The result should be every line of the listing that holds the word "tail".

##### INPUT RECORDS #####

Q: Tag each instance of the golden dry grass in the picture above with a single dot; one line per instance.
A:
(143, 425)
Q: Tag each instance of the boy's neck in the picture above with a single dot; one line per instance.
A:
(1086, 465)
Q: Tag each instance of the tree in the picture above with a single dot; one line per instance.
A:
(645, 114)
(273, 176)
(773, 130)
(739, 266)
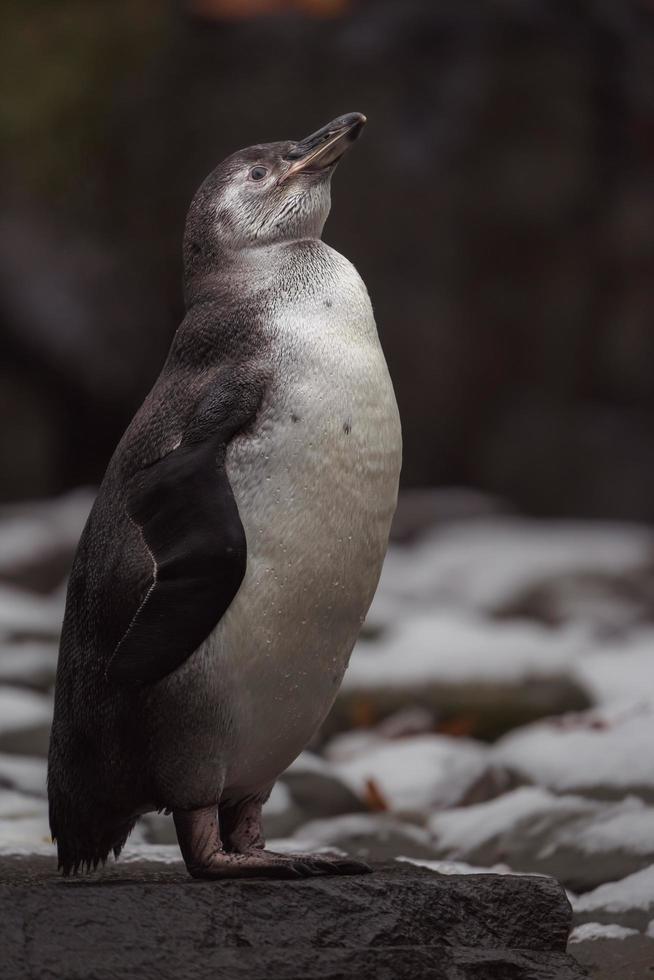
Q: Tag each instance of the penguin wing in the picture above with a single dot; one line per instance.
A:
(187, 515)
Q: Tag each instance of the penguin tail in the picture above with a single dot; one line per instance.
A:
(85, 835)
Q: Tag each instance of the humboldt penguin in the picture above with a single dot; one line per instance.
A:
(238, 535)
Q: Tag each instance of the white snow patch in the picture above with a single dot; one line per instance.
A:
(25, 613)
(16, 806)
(29, 530)
(619, 672)
(21, 709)
(25, 773)
(24, 663)
(473, 826)
(627, 825)
(594, 749)
(416, 773)
(27, 831)
(331, 830)
(487, 563)
(636, 891)
(279, 801)
(457, 867)
(589, 931)
(453, 648)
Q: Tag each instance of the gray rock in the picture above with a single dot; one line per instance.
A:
(396, 924)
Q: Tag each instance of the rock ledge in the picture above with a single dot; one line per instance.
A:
(148, 920)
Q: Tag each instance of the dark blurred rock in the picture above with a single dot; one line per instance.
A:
(629, 958)
(397, 924)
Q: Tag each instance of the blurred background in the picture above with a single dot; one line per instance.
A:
(500, 208)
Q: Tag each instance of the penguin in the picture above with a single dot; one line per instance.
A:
(238, 535)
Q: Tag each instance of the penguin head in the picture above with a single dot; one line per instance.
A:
(265, 194)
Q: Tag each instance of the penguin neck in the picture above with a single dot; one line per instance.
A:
(247, 272)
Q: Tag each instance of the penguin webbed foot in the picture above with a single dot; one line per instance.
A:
(240, 853)
(269, 864)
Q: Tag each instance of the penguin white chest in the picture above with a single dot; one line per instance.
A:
(316, 486)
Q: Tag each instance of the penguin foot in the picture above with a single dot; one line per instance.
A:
(327, 864)
(239, 852)
(268, 864)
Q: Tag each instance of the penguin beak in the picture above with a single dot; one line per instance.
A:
(325, 147)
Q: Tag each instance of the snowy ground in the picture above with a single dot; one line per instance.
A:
(498, 712)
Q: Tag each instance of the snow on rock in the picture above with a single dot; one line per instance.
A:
(16, 806)
(38, 538)
(590, 931)
(281, 814)
(413, 775)
(630, 901)
(489, 563)
(579, 841)
(451, 648)
(24, 721)
(620, 671)
(27, 831)
(457, 867)
(605, 753)
(452, 662)
(29, 664)
(23, 773)
(373, 836)
(23, 614)
(316, 788)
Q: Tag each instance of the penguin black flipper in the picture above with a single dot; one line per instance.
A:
(185, 509)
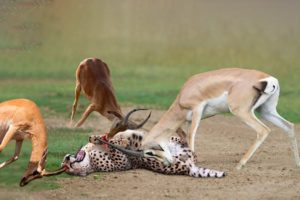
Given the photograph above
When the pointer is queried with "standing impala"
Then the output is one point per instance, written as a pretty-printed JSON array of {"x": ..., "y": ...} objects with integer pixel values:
[
  {"x": 21, "y": 119},
  {"x": 239, "y": 91},
  {"x": 93, "y": 78}
]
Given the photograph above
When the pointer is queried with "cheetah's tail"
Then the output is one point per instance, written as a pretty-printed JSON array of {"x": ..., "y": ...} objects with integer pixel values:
[{"x": 201, "y": 172}]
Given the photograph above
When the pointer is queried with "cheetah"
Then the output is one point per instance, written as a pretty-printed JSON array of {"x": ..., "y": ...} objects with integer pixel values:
[{"x": 97, "y": 156}]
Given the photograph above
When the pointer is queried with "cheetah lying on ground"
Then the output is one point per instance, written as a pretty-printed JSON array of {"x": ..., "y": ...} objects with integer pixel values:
[{"x": 96, "y": 156}]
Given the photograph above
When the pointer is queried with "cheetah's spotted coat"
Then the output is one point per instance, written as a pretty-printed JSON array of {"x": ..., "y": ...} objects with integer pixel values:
[{"x": 95, "y": 157}]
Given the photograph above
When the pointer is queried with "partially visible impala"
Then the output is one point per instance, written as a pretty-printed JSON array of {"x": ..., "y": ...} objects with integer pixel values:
[
  {"x": 239, "y": 91},
  {"x": 21, "y": 119},
  {"x": 93, "y": 78}
]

#####

--- WRITTEN ANSWER ---
Q: Tag each instance of the penguin tail in the picture above with a single dot; one line per instance.
When the pointer is queried with "cheetah's tail"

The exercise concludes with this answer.